* [Petit exercice 1]
Résumez en deux phrases le texte sur le spectacle Retour de Kigali.

*****

Retour de Kigali est un spectacle-lecture, entrecoupé de chansons et de musique – présence du musicien Samuel Kamanzi – guitare et voix -, et du chanteur Gaël Faye – auteur, compositeur et interprète franco-rwandais, hip-hop et littératures créoles.

Le spectacle vivant est issu d’un travail réalisé lors de l’atelier-mémoire sur le Rwanda réalisé avec des étudiants inscrits dans le master de création littéraire de l’université Paris VIII – de jeunes artistes français et rwandais -, et mené par Olivia Rosenthal, auteure et metteuse en scène, et Dorcy Rugamba, auteur, acteur et metteur en scène. Olivia Rosenthal note que tous ensemble, français, belges, bulgare et rwandais réunis, ont regardé des images, lu des textes, parlé, transcrit et traduit, écouté, raconté, inventé, filmé, réfléchi et écrit, en connaissance de cause .

*****

* [Petit exercice 2]
Relevez chaque ligne des enregistrements ci-dessous qui contient le mot « skyscraper », en tenant compte des majuscules et des minuscules.

*****

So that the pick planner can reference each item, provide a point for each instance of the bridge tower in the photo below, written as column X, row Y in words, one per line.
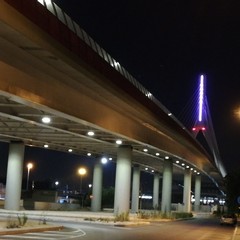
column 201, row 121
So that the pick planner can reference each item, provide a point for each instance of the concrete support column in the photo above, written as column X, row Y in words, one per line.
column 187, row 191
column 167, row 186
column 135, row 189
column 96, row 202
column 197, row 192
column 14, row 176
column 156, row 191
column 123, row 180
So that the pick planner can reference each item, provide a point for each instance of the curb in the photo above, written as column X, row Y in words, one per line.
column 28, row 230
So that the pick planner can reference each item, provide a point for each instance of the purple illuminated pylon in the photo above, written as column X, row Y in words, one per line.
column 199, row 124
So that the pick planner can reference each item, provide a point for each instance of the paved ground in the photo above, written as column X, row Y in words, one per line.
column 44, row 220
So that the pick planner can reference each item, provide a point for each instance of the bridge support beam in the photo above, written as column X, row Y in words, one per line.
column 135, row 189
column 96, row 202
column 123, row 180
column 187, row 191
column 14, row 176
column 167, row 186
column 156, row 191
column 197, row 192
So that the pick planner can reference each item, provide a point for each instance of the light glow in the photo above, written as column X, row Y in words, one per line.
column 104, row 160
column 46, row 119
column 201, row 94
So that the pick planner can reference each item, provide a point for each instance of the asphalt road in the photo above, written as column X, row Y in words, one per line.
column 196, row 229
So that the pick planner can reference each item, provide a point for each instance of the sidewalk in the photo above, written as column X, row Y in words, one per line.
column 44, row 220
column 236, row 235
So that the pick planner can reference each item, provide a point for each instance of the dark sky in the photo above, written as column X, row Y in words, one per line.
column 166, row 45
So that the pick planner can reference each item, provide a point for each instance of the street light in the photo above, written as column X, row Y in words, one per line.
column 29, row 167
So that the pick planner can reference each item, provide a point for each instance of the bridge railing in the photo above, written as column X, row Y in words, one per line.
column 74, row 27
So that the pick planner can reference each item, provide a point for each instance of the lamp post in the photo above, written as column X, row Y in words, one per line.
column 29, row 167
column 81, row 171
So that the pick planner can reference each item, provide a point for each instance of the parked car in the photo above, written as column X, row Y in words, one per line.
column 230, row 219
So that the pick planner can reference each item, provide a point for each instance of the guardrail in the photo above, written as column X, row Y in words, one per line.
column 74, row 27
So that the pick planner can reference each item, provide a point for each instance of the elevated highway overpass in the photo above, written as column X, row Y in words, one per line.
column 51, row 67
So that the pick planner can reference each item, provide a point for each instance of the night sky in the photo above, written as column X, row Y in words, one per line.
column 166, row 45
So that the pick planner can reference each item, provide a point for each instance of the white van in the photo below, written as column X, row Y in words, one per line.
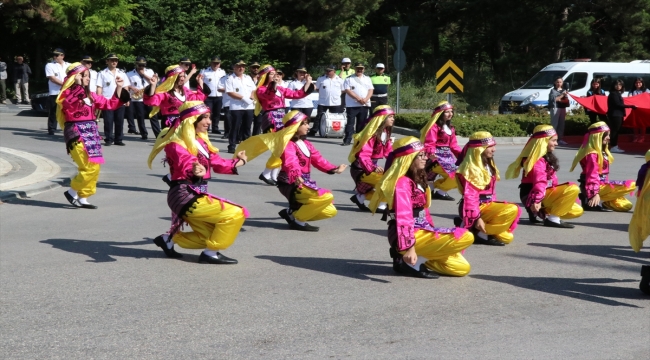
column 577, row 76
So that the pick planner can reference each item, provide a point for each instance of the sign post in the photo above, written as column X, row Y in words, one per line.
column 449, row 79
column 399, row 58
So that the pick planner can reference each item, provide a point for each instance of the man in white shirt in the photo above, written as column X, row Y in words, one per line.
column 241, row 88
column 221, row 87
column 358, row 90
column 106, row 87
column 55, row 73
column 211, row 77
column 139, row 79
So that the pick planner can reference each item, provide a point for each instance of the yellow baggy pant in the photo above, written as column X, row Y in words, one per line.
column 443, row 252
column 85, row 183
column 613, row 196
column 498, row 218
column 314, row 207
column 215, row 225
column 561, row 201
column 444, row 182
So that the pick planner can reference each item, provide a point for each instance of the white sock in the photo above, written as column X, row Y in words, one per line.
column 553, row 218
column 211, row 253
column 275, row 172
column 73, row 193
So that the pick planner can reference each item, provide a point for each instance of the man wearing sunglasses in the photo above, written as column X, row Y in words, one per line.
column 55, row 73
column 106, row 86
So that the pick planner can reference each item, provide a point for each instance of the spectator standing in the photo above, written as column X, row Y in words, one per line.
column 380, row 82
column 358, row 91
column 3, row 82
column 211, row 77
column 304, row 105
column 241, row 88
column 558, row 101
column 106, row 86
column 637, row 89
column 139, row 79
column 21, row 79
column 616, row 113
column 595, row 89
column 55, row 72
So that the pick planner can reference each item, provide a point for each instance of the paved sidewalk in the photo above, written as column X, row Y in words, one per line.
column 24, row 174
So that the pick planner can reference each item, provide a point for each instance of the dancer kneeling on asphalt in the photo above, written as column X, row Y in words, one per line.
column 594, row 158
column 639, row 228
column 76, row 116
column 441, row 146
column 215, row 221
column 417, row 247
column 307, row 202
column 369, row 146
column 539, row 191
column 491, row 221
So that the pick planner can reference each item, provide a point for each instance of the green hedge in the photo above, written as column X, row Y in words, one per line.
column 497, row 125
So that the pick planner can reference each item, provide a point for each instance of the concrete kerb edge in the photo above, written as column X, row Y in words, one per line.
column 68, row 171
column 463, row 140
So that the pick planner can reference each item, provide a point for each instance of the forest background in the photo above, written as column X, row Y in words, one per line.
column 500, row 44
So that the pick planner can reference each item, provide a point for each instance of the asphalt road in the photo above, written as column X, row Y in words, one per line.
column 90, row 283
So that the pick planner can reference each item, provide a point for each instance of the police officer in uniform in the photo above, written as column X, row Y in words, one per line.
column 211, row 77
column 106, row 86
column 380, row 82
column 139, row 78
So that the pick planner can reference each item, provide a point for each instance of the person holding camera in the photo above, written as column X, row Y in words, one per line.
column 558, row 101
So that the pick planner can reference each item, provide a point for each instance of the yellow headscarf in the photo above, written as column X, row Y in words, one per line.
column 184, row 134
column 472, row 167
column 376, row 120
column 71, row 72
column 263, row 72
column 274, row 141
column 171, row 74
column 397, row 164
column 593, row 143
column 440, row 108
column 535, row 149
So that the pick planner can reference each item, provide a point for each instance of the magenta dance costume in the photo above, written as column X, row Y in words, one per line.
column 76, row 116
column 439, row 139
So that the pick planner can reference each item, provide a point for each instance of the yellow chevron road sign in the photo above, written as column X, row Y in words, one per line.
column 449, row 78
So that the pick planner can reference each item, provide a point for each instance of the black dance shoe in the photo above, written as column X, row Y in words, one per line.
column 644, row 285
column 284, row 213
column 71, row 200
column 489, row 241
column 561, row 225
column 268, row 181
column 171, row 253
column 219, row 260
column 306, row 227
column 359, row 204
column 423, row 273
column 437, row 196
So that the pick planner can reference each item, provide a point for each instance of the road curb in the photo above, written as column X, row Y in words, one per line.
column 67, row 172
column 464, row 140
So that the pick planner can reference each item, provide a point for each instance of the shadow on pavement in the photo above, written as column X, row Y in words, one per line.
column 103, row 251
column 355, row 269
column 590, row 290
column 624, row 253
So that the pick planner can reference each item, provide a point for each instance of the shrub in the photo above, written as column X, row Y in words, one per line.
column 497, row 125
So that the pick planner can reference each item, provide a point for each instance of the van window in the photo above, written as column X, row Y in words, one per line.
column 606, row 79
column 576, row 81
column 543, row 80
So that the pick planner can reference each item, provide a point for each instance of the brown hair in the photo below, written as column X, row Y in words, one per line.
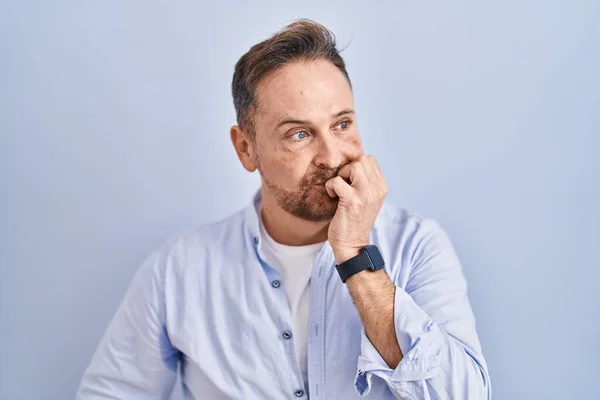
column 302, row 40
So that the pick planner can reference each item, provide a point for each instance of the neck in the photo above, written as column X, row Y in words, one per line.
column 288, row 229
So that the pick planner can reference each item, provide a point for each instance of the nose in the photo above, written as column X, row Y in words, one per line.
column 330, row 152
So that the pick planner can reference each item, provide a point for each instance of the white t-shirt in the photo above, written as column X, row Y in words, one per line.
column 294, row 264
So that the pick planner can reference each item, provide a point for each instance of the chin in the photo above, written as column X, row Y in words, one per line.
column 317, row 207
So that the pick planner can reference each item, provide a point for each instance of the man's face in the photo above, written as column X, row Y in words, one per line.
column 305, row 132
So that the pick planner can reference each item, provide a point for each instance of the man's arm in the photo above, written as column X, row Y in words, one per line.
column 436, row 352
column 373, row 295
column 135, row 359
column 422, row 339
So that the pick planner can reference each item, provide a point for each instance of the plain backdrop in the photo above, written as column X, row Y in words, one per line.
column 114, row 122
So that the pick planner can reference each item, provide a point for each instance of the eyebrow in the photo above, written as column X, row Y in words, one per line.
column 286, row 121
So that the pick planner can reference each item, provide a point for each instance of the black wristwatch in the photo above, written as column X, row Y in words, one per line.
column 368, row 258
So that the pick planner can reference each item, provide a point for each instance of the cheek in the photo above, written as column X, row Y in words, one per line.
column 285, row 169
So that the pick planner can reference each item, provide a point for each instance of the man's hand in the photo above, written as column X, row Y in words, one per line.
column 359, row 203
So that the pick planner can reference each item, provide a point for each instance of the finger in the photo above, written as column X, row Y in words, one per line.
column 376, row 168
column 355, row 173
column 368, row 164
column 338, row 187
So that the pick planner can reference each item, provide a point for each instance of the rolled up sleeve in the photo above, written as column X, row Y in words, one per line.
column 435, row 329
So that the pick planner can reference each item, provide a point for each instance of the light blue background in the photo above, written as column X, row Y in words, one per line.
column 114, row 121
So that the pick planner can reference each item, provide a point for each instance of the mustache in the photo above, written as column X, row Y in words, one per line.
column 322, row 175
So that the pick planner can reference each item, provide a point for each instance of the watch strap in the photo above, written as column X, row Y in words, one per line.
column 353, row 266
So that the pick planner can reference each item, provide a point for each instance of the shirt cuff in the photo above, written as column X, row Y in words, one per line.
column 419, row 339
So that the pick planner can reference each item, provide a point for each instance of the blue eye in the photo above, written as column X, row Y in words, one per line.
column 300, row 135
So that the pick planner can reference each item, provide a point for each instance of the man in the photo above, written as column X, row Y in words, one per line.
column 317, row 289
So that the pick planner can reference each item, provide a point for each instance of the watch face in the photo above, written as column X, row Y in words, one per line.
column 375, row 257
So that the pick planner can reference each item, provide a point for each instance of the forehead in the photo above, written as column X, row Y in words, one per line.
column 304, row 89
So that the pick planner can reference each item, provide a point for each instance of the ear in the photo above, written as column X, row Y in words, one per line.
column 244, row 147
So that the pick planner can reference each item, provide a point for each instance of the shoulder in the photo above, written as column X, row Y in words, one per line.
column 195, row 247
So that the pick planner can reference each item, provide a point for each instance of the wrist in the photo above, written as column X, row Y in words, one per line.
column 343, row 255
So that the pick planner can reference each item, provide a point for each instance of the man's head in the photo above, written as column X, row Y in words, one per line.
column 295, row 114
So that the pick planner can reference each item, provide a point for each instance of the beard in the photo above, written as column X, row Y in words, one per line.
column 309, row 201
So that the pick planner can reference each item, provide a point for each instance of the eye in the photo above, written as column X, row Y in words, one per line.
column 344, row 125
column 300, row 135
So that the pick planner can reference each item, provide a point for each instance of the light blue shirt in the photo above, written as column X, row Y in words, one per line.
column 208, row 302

*****

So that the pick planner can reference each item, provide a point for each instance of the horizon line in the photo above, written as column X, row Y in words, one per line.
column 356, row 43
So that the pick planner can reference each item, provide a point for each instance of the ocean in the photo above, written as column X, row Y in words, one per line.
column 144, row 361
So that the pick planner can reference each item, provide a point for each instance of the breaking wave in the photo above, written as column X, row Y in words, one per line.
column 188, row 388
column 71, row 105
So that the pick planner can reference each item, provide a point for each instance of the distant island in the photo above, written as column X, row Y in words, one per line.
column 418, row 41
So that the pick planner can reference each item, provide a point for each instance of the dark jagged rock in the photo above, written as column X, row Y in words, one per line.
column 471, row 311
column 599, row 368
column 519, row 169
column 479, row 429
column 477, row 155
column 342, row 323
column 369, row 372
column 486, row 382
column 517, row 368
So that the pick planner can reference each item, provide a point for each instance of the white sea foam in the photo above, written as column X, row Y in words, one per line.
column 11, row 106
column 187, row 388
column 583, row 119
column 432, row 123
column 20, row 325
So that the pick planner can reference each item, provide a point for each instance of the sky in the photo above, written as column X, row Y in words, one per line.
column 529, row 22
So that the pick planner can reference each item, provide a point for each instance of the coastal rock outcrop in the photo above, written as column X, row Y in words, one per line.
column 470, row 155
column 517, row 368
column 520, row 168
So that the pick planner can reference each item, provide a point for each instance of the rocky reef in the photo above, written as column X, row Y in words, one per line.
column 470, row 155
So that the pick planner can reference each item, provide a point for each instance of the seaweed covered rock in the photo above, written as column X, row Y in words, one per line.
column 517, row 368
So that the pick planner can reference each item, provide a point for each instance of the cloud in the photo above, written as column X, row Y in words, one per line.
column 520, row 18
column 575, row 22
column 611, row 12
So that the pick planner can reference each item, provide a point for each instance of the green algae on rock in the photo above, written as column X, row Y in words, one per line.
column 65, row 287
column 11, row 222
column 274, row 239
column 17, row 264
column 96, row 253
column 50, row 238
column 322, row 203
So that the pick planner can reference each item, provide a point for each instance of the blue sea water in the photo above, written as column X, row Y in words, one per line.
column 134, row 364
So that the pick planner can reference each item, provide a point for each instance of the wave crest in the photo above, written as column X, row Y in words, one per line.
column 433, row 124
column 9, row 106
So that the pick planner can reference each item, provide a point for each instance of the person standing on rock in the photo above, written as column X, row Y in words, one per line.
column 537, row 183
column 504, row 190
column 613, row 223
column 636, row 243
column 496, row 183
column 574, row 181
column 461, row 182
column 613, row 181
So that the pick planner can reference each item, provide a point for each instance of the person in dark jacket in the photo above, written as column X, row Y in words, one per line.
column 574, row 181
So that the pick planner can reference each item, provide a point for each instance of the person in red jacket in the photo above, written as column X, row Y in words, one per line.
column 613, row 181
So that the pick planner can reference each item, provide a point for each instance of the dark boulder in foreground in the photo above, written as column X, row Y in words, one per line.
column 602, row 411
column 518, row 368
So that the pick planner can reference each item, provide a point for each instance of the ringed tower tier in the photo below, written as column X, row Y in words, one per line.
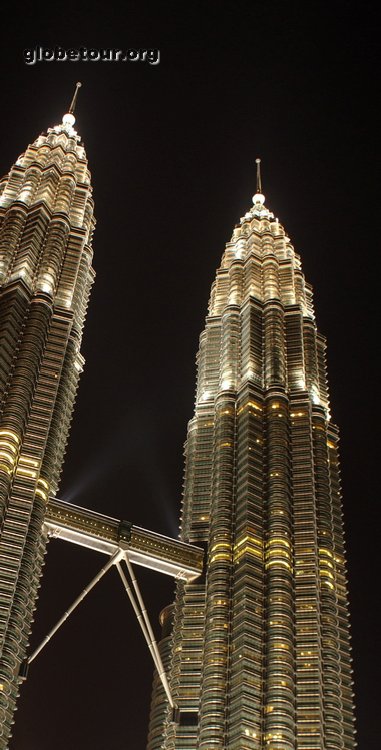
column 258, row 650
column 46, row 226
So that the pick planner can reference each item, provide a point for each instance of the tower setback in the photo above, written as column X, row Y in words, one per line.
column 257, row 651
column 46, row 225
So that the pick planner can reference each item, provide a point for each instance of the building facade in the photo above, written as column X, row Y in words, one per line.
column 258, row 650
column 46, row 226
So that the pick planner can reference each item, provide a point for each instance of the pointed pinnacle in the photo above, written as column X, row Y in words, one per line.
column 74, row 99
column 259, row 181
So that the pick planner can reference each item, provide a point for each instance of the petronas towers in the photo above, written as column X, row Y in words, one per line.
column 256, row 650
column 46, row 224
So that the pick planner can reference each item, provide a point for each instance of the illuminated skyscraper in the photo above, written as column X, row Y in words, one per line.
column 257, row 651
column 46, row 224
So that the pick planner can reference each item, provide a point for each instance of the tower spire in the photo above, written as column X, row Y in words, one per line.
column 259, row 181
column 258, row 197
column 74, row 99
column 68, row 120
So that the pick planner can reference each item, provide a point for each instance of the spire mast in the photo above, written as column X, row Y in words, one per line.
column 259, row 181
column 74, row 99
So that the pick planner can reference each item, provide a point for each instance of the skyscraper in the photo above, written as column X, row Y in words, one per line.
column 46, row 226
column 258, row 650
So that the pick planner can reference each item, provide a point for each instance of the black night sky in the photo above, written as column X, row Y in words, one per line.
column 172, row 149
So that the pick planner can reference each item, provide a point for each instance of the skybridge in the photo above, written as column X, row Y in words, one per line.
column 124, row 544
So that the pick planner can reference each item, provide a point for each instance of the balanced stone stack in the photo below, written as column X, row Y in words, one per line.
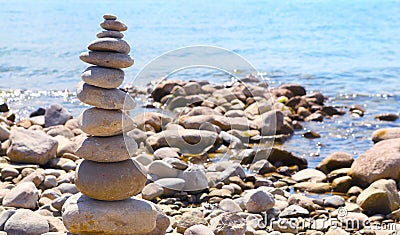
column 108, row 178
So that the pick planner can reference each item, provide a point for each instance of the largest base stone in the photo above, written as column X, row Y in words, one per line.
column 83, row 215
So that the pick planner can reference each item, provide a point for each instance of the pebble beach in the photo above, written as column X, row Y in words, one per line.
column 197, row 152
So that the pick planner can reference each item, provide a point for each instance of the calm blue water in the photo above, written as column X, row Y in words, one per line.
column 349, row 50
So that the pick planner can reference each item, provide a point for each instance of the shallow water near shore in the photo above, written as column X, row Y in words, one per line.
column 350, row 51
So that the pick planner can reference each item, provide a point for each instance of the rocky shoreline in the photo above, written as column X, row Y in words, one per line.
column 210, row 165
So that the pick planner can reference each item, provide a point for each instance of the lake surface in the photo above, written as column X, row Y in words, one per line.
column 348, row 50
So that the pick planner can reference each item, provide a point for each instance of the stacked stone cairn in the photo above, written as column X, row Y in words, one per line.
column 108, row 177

*****

* [Réponse complète 1]
Retour de Kigali est un spectacle-lecture entrecoupé de chansons et de musique, avec le musicien Samuel Kamanzi et le chanteur Gaël Faye. Il est issu d'un atelier-mémoire sur le Rwanda mené par Olivia Rosenthal et Dorcy Rugamba avec des étudiants du master de création littéraire de l'université Paris VIII.

* [Réponse complète 2]
So that the pick planner can reference each item, provide a point for each instance of the illuminated skyscraper in the photo above, written as column X, row Y in words, one per line.
So that the pick planner can reference each item, provide a point for each instance of the skyscraper in the photo above, written as column X, row Y in words, one per line.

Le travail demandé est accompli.